Material provided »
★ ★ ★ ★ ★
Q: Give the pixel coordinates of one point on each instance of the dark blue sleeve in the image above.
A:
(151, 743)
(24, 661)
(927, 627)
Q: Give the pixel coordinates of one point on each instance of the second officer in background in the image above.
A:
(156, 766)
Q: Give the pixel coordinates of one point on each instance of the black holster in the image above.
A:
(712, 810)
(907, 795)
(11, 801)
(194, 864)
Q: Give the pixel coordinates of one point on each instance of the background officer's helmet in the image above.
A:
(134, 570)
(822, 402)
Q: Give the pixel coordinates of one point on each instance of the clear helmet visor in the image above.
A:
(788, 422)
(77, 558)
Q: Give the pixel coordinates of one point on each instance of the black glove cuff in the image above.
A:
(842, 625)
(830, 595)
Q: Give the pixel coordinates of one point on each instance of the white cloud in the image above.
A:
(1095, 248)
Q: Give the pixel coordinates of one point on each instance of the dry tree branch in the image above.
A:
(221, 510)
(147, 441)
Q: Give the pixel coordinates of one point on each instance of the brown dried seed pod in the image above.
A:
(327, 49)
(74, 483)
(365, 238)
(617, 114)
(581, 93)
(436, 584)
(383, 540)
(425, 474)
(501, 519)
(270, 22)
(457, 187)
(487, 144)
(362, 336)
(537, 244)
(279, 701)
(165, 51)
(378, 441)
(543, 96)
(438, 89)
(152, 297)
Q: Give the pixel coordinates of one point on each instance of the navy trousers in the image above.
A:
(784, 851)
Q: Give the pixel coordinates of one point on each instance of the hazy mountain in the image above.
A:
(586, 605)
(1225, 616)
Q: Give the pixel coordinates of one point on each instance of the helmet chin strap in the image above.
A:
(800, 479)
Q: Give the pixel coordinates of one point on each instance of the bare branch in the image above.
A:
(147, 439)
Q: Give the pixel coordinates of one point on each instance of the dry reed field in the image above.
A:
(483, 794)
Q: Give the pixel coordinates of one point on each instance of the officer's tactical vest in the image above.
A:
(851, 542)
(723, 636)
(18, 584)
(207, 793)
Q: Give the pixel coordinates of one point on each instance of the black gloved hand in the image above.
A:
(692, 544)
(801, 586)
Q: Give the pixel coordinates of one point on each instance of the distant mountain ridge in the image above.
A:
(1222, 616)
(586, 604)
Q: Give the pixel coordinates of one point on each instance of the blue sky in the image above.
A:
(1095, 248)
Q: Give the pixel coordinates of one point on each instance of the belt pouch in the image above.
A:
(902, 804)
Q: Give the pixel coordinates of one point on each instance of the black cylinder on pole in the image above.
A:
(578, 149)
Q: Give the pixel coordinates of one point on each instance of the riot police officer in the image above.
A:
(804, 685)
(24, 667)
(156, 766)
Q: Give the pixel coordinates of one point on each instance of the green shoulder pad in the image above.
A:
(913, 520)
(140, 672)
★ ★ ★ ★ ★
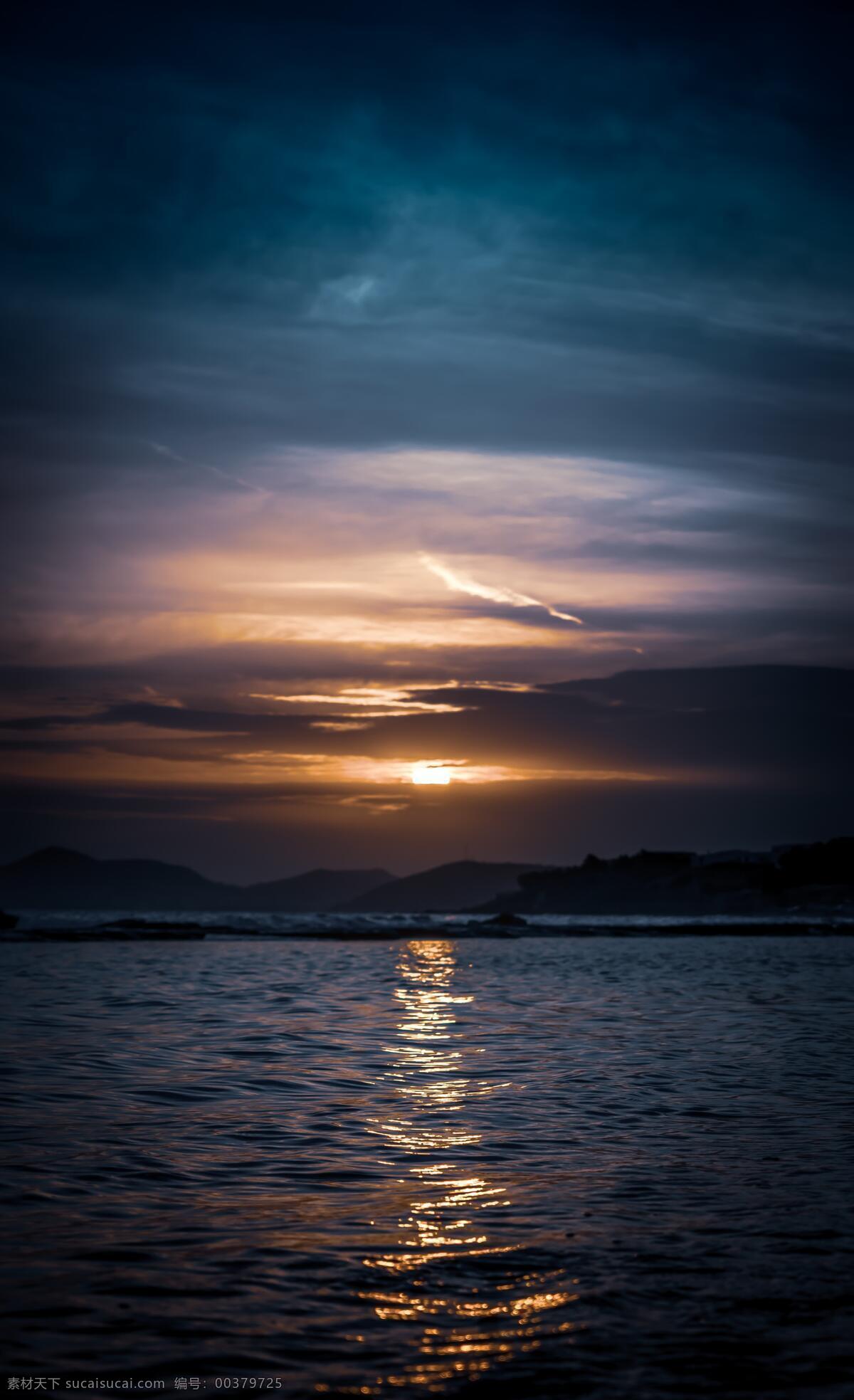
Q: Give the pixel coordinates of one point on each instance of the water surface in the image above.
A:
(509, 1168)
★ ★ ★ ★ ★
What is needed » Show each line of the material above that contains the word "branch", treating uppercase and lowercase as different.

Problem solution »
Q: Give the pixel coordinates of one point on each instance of the dry tree branch in the image above.
Q: Give the pixel coordinates of one point on each instance of the bare branch in the image above.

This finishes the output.